ABOUT THIS EXERCISE: Lines in the listing under this task are to be copied exactly.

===== DATA UNDER STUDY

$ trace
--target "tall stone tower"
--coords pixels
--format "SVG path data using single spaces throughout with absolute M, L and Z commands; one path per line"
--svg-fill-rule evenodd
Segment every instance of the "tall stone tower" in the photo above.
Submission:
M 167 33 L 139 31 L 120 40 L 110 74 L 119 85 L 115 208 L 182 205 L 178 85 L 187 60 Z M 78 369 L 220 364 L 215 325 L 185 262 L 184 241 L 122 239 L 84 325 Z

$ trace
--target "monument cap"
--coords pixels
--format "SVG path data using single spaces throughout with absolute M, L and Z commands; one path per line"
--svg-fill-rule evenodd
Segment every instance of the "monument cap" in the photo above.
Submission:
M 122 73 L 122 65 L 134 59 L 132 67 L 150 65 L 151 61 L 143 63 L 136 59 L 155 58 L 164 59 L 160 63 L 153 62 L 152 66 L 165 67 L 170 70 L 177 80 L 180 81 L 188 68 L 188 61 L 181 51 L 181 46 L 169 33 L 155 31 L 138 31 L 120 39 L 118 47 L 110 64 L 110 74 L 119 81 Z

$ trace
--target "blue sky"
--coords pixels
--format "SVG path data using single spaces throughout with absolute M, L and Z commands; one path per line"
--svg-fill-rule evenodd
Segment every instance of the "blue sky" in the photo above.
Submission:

==========

RESPONSE TO THE TASK:
$ trace
--target "tall stone tower"
--coords pixels
--format "SVG path data using single spaces throughout with absolute M, L and Z commands; one path per line"
--svg-fill-rule evenodd
Segment every instance of the "tall stone tower" in the photo above.
Submission:
M 167 33 L 139 31 L 120 40 L 110 74 L 119 85 L 115 208 L 182 205 L 178 85 L 187 60 Z M 78 369 L 220 364 L 215 325 L 185 262 L 184 241 L 122 239 L 84 325 Z

$ trace
--target "monument cap"
--coords pixels
--format "SVG path data using single spaces throughout with absolute M, L and Z commands; one path per line"
--svg-fill-rule evenodd
Segment every instance of the "monument cap" in the photo above.
Submission:
M 122 73 L 122 65 L 134 59 L 132 67 L 150 65 L 151 61 L 143 63 L 136 59 L 155 58 L 164 59 L 160 63 L 153 62 L 152 66 L 165 67 L 170 70 L 177 80 L 180 81 L 188 68 L 188 61 L 181 51 L 181 46 L 169 33 L 155 31 L 138 31 L 120 39 L 118 47 L 110 64 L 110 74 L 119 81 Z

$ trace
--target "blue sky"
--coords pixels
--format "SVG path data using single spaces throughout with absolute M, L and Z commands; one path per line"
--svg-fill-rule evenodd
Segment every instance of the "blue sky" in the photo above.
Submission:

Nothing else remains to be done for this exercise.